- Exercise description -
Render everything from the line containing "the car tire" down to the line containing "55,50,66,57" as a two-column CSV headed text and coordinates. Give each row the wording and all the coordinates that follow it, each as one quoted field with line breaks turned into spaces.

- Records supplied -
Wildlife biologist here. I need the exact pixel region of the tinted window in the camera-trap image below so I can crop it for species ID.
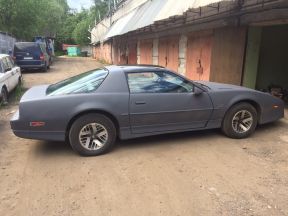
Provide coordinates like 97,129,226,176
0,59,4,73
14,43,40,52
7,56,15,68
46,69,108,96
127,71,193,93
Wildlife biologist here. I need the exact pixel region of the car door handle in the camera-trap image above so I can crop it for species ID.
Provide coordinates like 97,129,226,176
135,101,146,105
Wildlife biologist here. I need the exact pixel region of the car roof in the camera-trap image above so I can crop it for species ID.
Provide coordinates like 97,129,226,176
0,54,9,58
105,64,166,72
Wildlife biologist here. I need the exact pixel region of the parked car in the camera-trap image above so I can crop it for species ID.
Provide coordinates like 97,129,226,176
14,42,50,72
0,54,21,103
11,66,284,155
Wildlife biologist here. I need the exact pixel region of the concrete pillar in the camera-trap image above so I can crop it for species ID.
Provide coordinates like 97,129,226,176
242,27,262,89
137,40,141,64
178,35,187,76
152,38,159,65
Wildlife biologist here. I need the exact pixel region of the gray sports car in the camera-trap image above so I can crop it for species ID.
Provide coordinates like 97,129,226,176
11,65,284,155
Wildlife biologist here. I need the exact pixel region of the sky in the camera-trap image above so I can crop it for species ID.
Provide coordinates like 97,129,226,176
67,0,93,11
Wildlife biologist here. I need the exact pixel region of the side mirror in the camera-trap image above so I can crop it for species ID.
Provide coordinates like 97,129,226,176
193,86,203,96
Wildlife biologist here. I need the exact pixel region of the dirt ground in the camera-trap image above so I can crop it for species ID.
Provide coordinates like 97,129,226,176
0,58,288,216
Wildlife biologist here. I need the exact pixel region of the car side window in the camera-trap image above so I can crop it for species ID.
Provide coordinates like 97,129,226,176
0,59,4,73
127,71,194,93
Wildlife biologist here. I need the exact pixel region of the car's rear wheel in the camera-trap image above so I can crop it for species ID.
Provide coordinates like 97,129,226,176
1,87,8,105
222,103,257,139
69,114,116,156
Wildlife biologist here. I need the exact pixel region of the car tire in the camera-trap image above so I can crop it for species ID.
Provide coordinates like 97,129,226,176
69,113,116,156
1,87,8,105
222,103,257,139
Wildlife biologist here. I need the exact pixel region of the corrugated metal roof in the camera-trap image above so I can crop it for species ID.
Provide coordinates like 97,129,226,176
105,0,168,39
91,18,110,43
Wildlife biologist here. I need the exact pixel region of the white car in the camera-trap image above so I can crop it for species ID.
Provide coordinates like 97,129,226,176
0,54,22,103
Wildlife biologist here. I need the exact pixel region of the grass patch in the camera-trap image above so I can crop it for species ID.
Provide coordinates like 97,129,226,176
55,50,66,57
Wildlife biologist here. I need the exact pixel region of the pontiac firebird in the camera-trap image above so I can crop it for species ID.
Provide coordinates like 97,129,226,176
10,65,284,156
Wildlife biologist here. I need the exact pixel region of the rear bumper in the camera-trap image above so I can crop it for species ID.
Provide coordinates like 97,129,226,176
10,111,65,141
259,100,284,124
18,64,45,69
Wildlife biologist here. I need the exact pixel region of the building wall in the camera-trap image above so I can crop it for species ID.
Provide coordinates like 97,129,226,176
92,42,112,64
186,30,213,81
242,27,262,89
210,27,246,85
256,25,288,89
158,36,179,72
140,40,153,64
95,27,246,85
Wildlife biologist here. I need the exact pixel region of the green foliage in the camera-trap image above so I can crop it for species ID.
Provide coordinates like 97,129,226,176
0,0,109,50
0,0,69,40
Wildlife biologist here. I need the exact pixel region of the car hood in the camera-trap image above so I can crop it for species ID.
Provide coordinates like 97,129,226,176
20,85,49,102
195,81,255,91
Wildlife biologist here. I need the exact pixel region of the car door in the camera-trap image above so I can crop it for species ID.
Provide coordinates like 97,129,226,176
126,71,213,133
6,56,20,88
2,57,14,92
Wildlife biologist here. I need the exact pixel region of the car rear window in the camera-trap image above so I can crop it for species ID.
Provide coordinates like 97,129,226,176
14,43,40,52
46,68,108,96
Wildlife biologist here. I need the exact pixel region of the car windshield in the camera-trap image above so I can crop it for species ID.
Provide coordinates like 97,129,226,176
46,68,108,96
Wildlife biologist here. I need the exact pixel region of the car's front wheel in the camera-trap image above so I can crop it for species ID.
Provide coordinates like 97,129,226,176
69,113,116,156
222,103,257,139
42,63,48,72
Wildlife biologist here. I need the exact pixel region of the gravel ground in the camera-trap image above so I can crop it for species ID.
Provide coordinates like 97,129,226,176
0,58,288,216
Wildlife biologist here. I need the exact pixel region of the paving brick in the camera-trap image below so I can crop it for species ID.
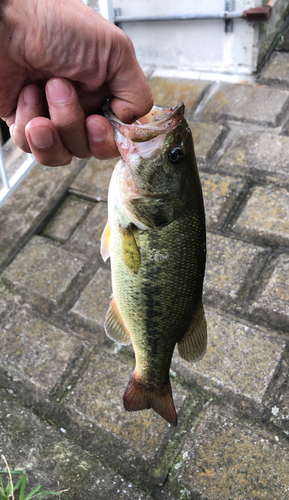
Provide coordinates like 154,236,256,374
269,376,289,436
149,77,209,115
200,173,246,228
232,186,289,246
0,389,149,500
69,158,117,201
0,280,21,322
0,309,82,404
202,83,289,127
71,268,112,335
260,52,289,87
61,344,186,462
188,120,227,164
250,254,289,329
43,196,93,243
219,130,289,181
0,145,83,268
64,202,107,269
173,310,286,407
204,233,267,307
3,236,84,313
169,407,289,500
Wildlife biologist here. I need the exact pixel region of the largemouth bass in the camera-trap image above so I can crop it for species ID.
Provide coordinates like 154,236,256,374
101,103,207,426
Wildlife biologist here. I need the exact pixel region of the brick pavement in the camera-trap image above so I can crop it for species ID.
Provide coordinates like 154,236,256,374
0,37,289,500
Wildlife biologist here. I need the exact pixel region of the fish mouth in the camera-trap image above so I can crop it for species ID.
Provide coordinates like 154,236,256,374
104,102,185,144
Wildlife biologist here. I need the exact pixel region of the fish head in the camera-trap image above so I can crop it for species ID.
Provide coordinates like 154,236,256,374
106,103,197,226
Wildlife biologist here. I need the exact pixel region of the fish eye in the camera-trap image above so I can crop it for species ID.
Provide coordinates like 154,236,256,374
167,146,184,165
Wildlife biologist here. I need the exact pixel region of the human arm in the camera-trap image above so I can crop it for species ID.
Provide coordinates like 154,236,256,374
0,0,153,166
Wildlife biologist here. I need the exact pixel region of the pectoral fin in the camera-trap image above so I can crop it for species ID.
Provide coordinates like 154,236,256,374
119,224,141,273
178,301,207,361
100,221,111,262
104,299,131,345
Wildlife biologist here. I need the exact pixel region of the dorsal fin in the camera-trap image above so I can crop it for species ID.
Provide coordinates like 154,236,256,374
100,221,111,262
178,301,207,361
104,299,131,345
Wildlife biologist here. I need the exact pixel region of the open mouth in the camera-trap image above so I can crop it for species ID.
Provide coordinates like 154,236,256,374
105,103,185,142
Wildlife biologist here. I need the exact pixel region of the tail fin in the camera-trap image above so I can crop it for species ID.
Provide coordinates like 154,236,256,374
123,373,178,427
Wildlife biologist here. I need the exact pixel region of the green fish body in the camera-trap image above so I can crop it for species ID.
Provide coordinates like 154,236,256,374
101,104,207,425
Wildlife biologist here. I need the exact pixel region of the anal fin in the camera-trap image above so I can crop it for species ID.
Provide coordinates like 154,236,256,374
104,299,131,345
178,301,207,361
123,373,178,427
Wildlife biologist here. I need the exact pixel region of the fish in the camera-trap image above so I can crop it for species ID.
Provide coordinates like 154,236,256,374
101,103,207,426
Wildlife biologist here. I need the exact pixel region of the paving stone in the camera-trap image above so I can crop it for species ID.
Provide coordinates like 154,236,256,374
0,145,83,268
60,344,186,464
219,130,289,181
202,83,289,127
250,254,289,329
0,279,21,322
69,158,118,201
173,310,286,406
269,374,289,436
188,120,227,164
169,407,289,500
232,186,289,246
3,236,84,313
204,233,267,307
71,268,112,335
43,196,93,243
0,389,149,500
260,52,289,87
65,202,107,268
149,77,209,115
0,309,82,404
200,172,246,228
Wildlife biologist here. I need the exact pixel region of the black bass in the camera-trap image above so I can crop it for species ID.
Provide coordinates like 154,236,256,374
101,104,207,426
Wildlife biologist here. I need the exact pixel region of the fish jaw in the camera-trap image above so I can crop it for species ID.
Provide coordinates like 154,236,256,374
105,103,184,165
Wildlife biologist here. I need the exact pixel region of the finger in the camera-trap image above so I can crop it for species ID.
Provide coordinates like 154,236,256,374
10,85,44,153
85,115,119,160
25,117,72,167
46,78,91,158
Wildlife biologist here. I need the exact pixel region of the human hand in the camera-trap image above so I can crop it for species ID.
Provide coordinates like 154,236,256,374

- Worked answer -
text,coordinates
"Wildlife biologist here. I need the exact pixel region of the car tire in the camera-trap image above so I can crop it for species ID. Provide coordinates like 97,129,226,176","69,113,116,156 1,87,8,105 222,103,257,139"
"Wildlife biologist here. I need the exact pixel region of the corrugated metal roof in the camera-trap image above so I can crop it for species ID. Provide coordinates like 97,129,226,176","105,0,168,39 91,18,110,43"
"Wildlife biologist here. I need the exact pixel region of the white car in the camera-trap image above so I can crop it for species ID. Provide coordinates like 97,129,226,176","0,54,22,103"
"Wildlife biologist here. I need the exact pixel region of the grass patch in the camera-trap image above so I can crop it for species ID. Provide coordinates like 97,129,226,176","55,50,66,57"